Extract to read -
-.-.-

UTF-8 is designed to ease compatibility with existing code that is written to expect 8 bit characters. Like most 8 bit character sets, the numbers 0 to 127 are used for exactly the same characters as in ASCII. Numbers in the range 128-255 have a special meaning that is more complicated than a normal character set. In order to convert these numbers into a character you must also read the next few bytes, and consider them as a single (multi-byte) character. The encoding is carefully designed so that it will not confuse older programs, the numbers 0 to 127 are only ever used to represent the equivalent ASCII meaning .. they are never used as part of a multi-byte character. The encoding is also designed so that even if you only have part of piece of UTF-8 text data it can still be decoded, for example it is always possible to find the beginning and end bytes of a multi-byte character - you do not have to have decoded the entire string up to that point to work this out. This system is efficient at storing certain types of text, in-particular English, however, it is fairly inefficient at storing characters that are not part of ASCII - so is less appealing for many foreign languages which require the frequent use of such characters.

The second transformation encoding for Unicode is UTF-16. It was the original intention to be able to represent all Unicode characters in 2 bytes (16 bits), however the 65536 characters this allows aren't enough to cover all the languages currently in use. In UTF-16 almost all of the commonly used unicode characters are represented using exactly two bytes (16 bits), including all the common Chinese and Japanese characters. Some (fairly rare) characters need 2 sets of 16 bits (i.e. 32 bits). This means that UTF-16 data normally takes up about half the room, and never takes up more room, than the same data encoded using UTF-32 would - and at the same time avoids much of the complexity and inefficiency associated with UTF-8. This is at the expense of not working at all with programs designed to work with 8 bit characters.

-.-.-

Stored items from a collection:
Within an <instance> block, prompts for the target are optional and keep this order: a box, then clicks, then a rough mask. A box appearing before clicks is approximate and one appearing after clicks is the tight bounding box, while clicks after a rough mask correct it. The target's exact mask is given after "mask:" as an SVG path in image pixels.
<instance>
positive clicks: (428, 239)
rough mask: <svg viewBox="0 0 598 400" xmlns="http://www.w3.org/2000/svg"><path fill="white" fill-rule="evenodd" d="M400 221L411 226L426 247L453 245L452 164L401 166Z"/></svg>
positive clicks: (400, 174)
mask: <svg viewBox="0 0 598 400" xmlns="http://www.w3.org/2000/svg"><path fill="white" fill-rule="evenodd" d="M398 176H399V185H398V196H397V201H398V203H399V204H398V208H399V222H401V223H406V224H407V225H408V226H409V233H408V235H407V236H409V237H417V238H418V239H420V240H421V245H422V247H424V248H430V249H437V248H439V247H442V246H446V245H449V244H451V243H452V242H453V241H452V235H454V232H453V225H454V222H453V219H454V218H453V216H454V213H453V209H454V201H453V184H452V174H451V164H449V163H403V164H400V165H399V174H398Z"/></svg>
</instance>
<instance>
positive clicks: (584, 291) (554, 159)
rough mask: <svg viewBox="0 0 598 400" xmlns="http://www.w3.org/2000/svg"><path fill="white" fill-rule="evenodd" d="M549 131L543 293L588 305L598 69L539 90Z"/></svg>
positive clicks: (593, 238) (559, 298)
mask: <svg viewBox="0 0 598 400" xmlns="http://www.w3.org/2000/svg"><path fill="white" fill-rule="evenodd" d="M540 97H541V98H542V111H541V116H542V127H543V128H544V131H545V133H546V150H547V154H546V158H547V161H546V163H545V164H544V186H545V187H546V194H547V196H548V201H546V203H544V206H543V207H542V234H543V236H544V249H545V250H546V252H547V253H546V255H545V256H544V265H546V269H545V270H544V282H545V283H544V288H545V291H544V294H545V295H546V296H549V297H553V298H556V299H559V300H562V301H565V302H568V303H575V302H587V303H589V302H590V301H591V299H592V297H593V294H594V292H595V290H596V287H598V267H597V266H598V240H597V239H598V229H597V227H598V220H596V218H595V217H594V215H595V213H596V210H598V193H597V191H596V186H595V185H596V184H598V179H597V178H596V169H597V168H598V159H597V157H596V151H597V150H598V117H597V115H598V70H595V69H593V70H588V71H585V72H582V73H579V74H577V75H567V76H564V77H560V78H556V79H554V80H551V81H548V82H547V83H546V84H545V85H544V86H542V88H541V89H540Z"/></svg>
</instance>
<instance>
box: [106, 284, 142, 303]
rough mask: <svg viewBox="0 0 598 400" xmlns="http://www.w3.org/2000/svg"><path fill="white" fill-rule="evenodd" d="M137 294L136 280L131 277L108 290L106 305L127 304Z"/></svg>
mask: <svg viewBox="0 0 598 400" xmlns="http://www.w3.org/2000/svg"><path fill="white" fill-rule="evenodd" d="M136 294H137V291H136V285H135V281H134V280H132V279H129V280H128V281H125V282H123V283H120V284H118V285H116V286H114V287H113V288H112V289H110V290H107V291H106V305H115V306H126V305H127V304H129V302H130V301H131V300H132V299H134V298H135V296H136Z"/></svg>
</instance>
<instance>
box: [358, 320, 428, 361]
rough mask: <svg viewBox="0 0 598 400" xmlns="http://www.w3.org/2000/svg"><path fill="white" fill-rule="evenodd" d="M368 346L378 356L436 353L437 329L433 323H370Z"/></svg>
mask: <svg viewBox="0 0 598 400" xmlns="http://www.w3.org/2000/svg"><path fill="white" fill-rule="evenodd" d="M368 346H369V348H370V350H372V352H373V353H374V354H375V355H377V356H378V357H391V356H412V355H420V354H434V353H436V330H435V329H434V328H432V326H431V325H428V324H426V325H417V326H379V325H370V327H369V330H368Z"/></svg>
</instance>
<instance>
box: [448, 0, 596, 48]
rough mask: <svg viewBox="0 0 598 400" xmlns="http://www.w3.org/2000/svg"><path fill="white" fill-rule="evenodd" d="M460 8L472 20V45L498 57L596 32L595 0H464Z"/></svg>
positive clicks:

-.-.-

What to work on -
[A] From the Unicode encoding text, repeat word for word the passage that begins at the words "The second transformation" and stops after the words "with 8 bit characters.".
[B] Condense the paragraph of the Unicode encoding text that opens with "The second transformation encoding for Unicode is UTF-16" into a bulleted list, keeping its main facts.
Rely only on the Unicode encoding text for what follows.

Answers by item number -
[A]
The second transformation encoding for Unicode is UTF-16. It was the original intention to be able to represent all Unicode characters in 2 bytes (16 bits), however the 65536 characters this allows aren't enough to cover all the languages currently in use. In UTF-16 almost all of the commonly used unicode characters are represented using exactly two bytes (16 bits), including all the common Chinese and Japanese characters. Some (fairly rare) characters need 2 sets of 16 bits (i.e. 32 bits). This means that UTF-16 data normally takes up about half the room, and never takes up more room, than the same data encoded using UTF-32 would - and at the same time avoids much of the complexity and inefficiency associated with UTF-8. This is at the expense of not working at all with programs designed to work with 8 bit characters.

[B]
- UTF-16 is the second transformation encoding for Unicode.
- It was originally meant to fit every Unicode character in 2 bytes (16 bits), but the 65536 characters this allows aren't enough for all the languages currently in use.
- Almost all commonly used characters take exactly two bytes, including all the common Chinese and Japanese characters. Some fairly rare characters need 32 bits.
- UTF-16 data normally takes about half the room of UTF-32 and never more. It also avoids much of the complexity and inefficiency of UTF-8.
- The cost is that it doesn't work at all with programs designed for 8 bit characters.